Problem =
Rewrite the rows from the line with "Can you find the eyeglasses" to the line with "Query: denim seam", changing "marker" to "point" and leaving everything else the same.

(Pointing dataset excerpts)

+ + +

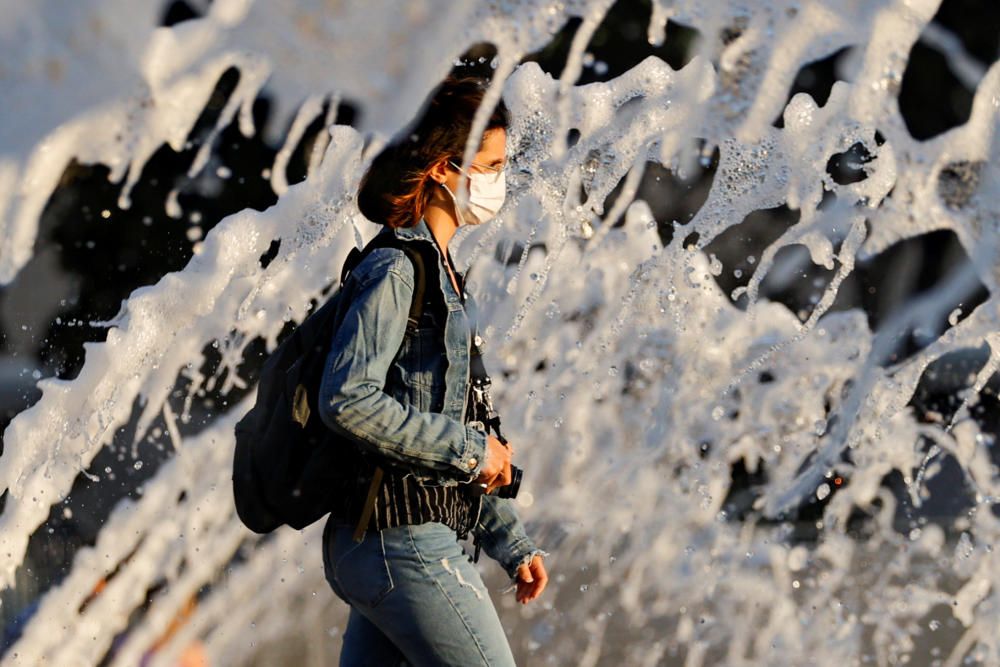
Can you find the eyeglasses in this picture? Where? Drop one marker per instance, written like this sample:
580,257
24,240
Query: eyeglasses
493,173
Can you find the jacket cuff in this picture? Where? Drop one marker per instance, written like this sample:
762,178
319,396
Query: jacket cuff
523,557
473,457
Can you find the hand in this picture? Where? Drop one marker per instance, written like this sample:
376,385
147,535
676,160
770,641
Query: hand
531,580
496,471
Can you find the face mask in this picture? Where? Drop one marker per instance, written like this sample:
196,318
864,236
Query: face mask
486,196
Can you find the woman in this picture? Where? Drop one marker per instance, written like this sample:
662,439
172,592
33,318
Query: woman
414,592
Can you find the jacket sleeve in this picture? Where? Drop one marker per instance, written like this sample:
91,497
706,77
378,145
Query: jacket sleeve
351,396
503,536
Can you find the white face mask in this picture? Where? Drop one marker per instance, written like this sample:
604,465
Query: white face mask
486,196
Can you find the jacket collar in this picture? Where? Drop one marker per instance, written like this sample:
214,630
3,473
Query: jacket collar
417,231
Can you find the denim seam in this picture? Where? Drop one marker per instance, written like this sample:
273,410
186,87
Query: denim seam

+ + +

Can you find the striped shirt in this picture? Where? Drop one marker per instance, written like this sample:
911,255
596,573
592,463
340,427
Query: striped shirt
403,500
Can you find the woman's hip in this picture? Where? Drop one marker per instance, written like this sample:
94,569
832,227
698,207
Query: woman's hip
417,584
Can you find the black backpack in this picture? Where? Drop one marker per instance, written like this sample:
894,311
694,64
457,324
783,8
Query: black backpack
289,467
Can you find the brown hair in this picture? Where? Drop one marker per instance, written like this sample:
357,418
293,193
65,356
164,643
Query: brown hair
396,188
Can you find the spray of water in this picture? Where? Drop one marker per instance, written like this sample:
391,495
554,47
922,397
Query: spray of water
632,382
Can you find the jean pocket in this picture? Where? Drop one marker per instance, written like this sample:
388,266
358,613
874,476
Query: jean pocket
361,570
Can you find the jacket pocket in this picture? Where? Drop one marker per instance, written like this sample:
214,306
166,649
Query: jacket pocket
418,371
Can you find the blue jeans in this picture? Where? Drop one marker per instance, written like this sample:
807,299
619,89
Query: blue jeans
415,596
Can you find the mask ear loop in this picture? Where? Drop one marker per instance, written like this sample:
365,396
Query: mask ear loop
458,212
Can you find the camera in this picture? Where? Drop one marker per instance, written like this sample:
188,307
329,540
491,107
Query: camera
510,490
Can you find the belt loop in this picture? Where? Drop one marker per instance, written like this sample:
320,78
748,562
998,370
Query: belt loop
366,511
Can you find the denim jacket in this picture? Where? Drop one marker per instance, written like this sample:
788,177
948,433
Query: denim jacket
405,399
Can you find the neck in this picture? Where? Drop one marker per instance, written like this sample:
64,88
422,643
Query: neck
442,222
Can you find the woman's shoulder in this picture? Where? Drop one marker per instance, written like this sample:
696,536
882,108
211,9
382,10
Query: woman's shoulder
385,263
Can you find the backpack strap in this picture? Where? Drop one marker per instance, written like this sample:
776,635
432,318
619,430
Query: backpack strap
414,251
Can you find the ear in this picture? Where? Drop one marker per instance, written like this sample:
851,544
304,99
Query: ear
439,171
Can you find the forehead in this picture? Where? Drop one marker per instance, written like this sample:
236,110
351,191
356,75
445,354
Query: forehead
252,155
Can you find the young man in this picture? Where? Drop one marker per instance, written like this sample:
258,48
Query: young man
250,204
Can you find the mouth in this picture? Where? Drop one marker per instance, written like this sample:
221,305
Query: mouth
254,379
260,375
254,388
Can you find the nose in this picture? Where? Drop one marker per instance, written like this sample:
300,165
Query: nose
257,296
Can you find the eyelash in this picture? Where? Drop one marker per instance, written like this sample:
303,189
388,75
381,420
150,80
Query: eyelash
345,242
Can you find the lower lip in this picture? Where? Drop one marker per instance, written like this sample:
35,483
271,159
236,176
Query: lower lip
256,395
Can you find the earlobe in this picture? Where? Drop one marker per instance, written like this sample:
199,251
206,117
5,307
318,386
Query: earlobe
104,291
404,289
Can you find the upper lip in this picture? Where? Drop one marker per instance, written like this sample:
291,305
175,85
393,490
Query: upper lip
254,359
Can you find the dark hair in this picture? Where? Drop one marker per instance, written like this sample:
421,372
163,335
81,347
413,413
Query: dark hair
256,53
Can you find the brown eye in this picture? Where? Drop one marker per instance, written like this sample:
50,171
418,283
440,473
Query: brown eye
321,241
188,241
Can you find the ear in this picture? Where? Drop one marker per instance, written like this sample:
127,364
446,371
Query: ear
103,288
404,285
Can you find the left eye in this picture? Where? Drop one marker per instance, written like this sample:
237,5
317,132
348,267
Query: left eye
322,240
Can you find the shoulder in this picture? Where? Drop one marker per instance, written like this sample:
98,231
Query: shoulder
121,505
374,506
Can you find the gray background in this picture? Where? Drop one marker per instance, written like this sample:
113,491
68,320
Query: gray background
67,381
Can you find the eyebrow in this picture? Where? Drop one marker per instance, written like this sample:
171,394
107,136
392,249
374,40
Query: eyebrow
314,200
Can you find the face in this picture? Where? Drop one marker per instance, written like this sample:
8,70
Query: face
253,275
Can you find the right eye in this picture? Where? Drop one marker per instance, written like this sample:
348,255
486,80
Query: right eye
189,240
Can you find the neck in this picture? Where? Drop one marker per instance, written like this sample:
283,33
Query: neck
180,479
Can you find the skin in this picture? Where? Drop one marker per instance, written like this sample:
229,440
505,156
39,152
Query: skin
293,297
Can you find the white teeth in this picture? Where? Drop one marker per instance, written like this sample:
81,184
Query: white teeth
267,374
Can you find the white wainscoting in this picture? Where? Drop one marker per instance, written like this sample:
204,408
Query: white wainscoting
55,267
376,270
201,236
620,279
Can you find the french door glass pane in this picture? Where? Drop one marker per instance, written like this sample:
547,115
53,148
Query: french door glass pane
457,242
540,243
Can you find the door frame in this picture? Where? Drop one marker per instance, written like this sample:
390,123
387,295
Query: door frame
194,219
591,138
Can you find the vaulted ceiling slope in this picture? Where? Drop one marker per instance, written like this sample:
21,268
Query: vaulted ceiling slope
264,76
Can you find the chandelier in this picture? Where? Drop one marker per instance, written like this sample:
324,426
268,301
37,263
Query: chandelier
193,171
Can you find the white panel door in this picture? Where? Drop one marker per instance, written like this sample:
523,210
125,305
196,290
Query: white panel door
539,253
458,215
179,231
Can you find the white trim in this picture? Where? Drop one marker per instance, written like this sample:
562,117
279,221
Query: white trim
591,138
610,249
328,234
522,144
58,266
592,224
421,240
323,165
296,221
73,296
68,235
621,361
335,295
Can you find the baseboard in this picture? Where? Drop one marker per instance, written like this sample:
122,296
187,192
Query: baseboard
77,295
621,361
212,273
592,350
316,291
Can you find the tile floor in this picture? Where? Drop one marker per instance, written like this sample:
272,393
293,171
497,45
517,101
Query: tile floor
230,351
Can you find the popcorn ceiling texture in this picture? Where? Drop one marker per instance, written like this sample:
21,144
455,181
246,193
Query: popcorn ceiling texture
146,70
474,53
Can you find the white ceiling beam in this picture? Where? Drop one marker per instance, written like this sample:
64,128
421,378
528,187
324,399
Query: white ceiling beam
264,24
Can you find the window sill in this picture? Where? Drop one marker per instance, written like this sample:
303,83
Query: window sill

+ + +

Answer for this exercise =
Can you find the eyeglasses in this picture? Where? Drop one point per instance, written like this sample:
580,257
24,240
Query: eyeglasses
493,173
Can you find the jacket cuff in this picture? Where? Drop one point per instance, written like this sample:
762,178
319,396
Query: jacket cuff
523,557
473,457
Can you find the hand in this picture? Where? Drop one point per instance, written like this sample:
376,385
147,535
676,160
770,641
Query: hand
531,580
496,471
Can you find the face mask in this picture? Where? Drop one point per instance, written like this sample:
196,318
864,236
Query: face mask
486,196
Can you find the woman in this picture? Where? Drop one point per instance, written like this sample:
662,439
172,592
33,318
Query: woman
414,592
Can you find the jacket sleeve in this picture? Where? Drop one point per instance, written like this sample:
91,497
706,77
378,145
Query: jacket sleeve
351,396
503,536
Can you find the white face mask in this picture? Where? Drop one point per instance, written like this sample:
604,465
Query: white face mask
486,196
Can you find the jacket collar in this picture? Where? Drop one point per instance, written like this sample:
214,630
3,473
Query: jacket collar
417,231
Can you find the denim seam in this picture? Where? Drop one point per instance, written like this sample:
273,410
186,87
Query: denim seam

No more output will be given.